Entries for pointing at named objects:

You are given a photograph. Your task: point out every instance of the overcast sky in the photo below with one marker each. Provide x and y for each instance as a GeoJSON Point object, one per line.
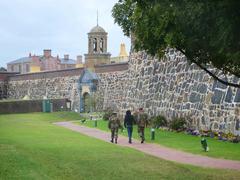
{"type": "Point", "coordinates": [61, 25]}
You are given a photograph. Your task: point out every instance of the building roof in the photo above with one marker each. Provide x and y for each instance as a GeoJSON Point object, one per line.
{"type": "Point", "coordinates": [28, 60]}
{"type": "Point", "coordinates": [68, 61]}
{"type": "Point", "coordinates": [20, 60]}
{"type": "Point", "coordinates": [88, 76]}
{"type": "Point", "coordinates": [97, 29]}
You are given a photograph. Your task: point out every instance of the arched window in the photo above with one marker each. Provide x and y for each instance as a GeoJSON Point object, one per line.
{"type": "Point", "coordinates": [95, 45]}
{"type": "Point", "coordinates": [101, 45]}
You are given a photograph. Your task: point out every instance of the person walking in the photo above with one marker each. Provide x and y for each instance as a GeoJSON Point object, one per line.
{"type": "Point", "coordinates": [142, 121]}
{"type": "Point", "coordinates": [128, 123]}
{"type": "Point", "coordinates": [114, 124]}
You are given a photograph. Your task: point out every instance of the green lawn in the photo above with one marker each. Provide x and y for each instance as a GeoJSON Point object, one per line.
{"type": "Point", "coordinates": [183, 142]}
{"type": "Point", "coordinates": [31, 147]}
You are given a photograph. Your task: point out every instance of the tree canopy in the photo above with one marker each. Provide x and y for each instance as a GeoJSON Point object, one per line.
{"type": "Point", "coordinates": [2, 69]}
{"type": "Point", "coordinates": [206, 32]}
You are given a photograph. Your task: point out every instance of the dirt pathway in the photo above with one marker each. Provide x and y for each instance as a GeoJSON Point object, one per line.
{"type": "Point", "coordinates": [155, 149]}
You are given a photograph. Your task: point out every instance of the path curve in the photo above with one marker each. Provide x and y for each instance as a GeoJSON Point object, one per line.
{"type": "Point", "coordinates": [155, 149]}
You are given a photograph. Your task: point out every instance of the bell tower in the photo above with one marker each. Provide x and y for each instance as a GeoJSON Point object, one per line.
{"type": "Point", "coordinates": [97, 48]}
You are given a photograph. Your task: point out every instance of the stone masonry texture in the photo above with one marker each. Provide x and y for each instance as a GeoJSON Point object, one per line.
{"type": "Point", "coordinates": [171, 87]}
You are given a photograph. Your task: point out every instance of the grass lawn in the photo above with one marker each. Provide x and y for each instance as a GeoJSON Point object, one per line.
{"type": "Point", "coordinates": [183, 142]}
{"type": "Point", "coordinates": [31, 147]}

- [WHAT IS NEEDED]:
Recast every line of the records above as a Markdown table with the columns "Row" and "Entry", numbering each row and skipping blank lines. Omit the pictures.

- [ANSWER TO THE EXERCISE]:
| Row | Entry |
|---|---|
| 1 | You are given a photograph. Your task: point out every instance of the overcast sky in the photo below with one marker each. Provide x and y for each instance as a GeoJSON Point object, one per line. |
| 2 | {"type": "Point", "coordinates": [61, 25]} |
| 3 | You are given a photograph. Your task: point out every instance of the building roof in the photo above with one marker each. Provide x and y for each instance as a GeoJSON Point object, one per line. |
| 4 | {"type": "Point", "coordinates": [28, 60]} |
| 5 | {"type": "Point", "coordinates": [68, 61]} |
| 6 | {"type": "Point", "coordinates": [20, 60]} |
| 7 | {"type": "Point", "coordinates": [88, 76]} |
| 8 | {"type": "Point", "coordinates": [97, 29]} |
| 9 | You are given a photograph. Your task: point out every instance of the arched window in the photo above with one marker each. Provide x and y for each instance as a GeoJSON Point object, one per line. |
| 10 | {"type": "Point", "coordinates": [95, 45]} |
| 11 | {"type": "Point", "coordinates": [101, 45]} |
| 12 | You are given a photograph. Your task: point out every instance of the person walking in the photo above with one marker each. Provide x and y for each instance as a GeoJSON Point object, one per line. |
| 13 | {"type": "Point", "coordinates": [142, 121]} |
| 14 | {"type": "Point", "coordinates": [128, 123]} |
| 15 | {"type": "Point", "coordinates": [114, 124]} |
| 16 | You are given a photograph. Your task: point out every instance of the green lawn in the photo above with one marker each. Provide x and y for each instance as a GeoJSON Point object, one per line. |
| 17 | {"type": "Point", "coordinates": [183, 142]} |
| 18 | {"type": "Point", "coordinates": [31, 147]} |
| 19 | You are given a photograph. Your task: point out every instance of the tree canopy in the photo above with one marker each. Provide x and y for each instance as a GeoJSON Point object, one per line. |
| 20 | {"type": "Point", "coordinates": [2, 69]} |
| 21 | {"type": "Point", "coordinates": [206, 32]} |
| 22 | You are given a photograph. Your task: point out every instance of the dirt pathway in the photo above with one marker each. Provide x and y for each instance as a GeoJSON Point object, one per line. |
| 23 | {"type": "Point", "coordinates": [155, 149]} |
| 24 | You are given a photograph. Your task: point out every instance of the path curve in the photo above with one marker each. Provide x and y for each instance as a GeoJSON Point object, one per line. |
| 25 | {"type": "Point", "coordinates": [155, 149]} |
| 26 | You are given a photograph. Your task: point out every instance of the bell tower in the photo above with one marker each. Provide x and y for each instance as a GeoJSON Point object, one per line. |
| 27 | {"type": "Point", "coordinates": [97, 48]} |
| 28 | You are given a photograph. Your task: point out every instance of the stone masonry texture in the photo above with one marker each. Provide x and y for each instance as a GeoJSON Point object, one per line. |
| 29 | {"type": "Point", "coordinates": [171, 87]} |
| 30 | You are given a photograph. Your task: point out every instance of the grass lawn in the photo above with one marker each. Provide x and y for each instance as a GeoJSON Point object, one per line. |
| 31 | {"type": "Point", "coordinates": [183, 142]} |
| 32 | {"type": "Point", "coordinates": [31, 147]} |